• Text section
==*==
Penn State hadn’t seriously competed for the national championship since their dramatic title in 1986. Two years after that, Joe Paterno had suffered the first losing season of his illustrious career. A seven-win campaign in 1989 put the Nittany Lions back on the right track and then they went 9-2 in 1990, including an upset of then-#1 Notre Dame in November. The 1991 Penn State football team continued on that path and finished the season ranked in the top five.
Wide receiver O.J. McDuffie was the key to one of the nation’s best offenses. He caught 46 balls and averaged 17.2 yards-per-catch. The junior eventually became a first-round draft pick in the NFL. Tony Sacca was the man throwing him the football, and Sacca finished with a 21-5 TD/INT ratio. Running game duties were shared between Richie Anderson and Terry Smith, each getting better than five yards a pop on average.
A ballhawking secondary led the defense. Darren Perry intercepted six passes and was second-team All-American. Lee Rubin picked off five more balls. Penn State finished the season ranked #11 in scoring D. Expectations were high coming into the season, with a #7 ranking in the preseason polls.
==*==
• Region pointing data
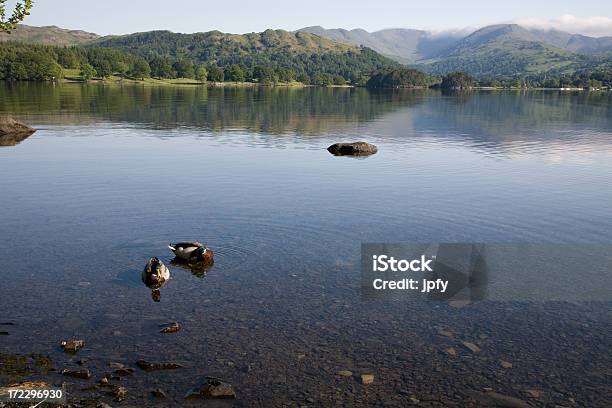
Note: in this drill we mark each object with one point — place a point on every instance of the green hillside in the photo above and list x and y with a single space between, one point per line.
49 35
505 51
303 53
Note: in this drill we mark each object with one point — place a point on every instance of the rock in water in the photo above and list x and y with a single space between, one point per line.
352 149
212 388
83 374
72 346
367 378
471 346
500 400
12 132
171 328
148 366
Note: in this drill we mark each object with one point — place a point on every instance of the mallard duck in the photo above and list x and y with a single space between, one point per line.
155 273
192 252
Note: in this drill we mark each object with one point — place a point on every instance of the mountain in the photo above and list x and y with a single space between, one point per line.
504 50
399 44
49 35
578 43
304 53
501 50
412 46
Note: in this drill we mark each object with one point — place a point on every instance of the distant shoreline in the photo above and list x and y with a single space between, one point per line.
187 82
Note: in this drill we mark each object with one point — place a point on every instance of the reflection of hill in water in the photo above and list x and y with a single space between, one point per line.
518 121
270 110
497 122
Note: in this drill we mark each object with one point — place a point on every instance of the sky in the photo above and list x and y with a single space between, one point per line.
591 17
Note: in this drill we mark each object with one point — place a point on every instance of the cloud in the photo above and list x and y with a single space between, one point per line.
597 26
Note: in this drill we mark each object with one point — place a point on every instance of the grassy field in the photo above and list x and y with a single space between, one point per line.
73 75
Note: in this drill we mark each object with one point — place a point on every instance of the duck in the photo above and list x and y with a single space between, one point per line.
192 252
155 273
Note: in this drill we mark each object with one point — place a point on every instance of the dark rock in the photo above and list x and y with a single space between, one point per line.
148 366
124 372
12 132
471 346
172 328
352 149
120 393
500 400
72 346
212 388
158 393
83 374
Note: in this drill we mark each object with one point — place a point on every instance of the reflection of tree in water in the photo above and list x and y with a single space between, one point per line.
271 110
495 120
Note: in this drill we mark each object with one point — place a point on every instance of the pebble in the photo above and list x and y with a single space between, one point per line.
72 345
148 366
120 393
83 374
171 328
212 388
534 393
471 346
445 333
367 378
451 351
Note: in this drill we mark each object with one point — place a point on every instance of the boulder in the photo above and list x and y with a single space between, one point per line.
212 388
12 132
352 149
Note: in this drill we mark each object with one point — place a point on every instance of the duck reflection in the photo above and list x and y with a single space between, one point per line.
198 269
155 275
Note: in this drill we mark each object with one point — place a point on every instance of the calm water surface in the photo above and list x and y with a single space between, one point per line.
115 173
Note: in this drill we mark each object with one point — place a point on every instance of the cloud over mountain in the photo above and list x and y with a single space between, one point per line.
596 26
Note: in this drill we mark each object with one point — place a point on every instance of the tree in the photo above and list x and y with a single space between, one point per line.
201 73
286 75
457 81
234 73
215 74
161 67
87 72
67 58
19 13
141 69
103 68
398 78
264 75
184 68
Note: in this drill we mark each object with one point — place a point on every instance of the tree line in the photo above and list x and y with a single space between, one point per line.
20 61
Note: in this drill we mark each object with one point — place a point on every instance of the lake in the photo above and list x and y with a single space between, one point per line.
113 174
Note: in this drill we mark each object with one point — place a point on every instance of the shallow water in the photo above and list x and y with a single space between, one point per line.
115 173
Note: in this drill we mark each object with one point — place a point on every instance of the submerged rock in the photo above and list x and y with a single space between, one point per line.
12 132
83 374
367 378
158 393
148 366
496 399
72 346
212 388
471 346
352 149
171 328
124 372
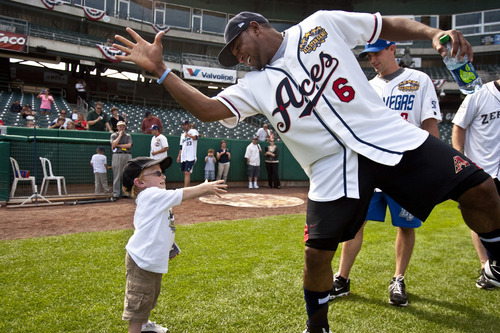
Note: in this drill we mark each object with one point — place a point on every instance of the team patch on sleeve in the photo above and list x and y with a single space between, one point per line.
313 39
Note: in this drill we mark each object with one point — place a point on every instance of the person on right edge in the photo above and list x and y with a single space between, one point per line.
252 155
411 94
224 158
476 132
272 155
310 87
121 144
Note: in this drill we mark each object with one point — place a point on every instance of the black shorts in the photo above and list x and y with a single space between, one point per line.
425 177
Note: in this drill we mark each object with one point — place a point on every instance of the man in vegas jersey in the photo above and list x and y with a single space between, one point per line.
==*==
• Assignment 1
Answer these questions from the text on the 1991 Penn State football team:
(a) How many passes did Darren Perry intercept?
(b) What TD/INT ratio did Tony Sacca finish with?
(c) What was the team's ranking in the preseason polls?
• Assignment 2
Write the next part of the text on the 1991 Penn State football team, following on from its final sentence.

• Final answer 1
(a) Six
(b) 21-5
(c) #7

• Final answer 2
They would get an opportunity to back that up right out of the gate, with a late August game against defending co-national champion Georgia Tech in the Kickoff Classic in East Rutherford. The Lions got 145 all-purpose yards from Anderson and Sam Gash ran for 80 more. Sacca went 13/24 for 206 yards and set a school record with five touchdown passes.
Penn State capitalized on a mistake-prone performance from Georgia Tech, who turned it over five times. The Lions led 34-3 with four minutes left and won a not-as-close-as-it-sounds, 34-22 decision. They nudged up to fifth in the national polls.
The Cincinnati Bearcats weren’t a good team in 1991, but even so, Penn State still managed to catch some eyes nationally, when they dropped a mind-boggling 81 points on Cincy and the defense spun a shutout. The Lions were seen as a legitimate national title contender when they went to USC.
This would prove to be the worst USC team in over thirty years and remains their worst of the post-World War II era. Which makes the events of September 14 seem all the more inexplicable. Penn State committed ten penalties. Sacca was sacked five times. He went an erratic 18/40 for 236 yards and threw a couple interceptions. Penn State lost 21-10 and the national title hopes took a big blow.
Nor was their time to lick their wounds because BYU, with defending Heisman Trophy winner Ty Detmer was coming to Happy Valley. The Lions rebounded with a decisive 33-7 win. They had their letdown with a so-so performance against subpar Boston College, but still escaped with a 28-21 win, then followed it up by beating hideous Temple, 24-7.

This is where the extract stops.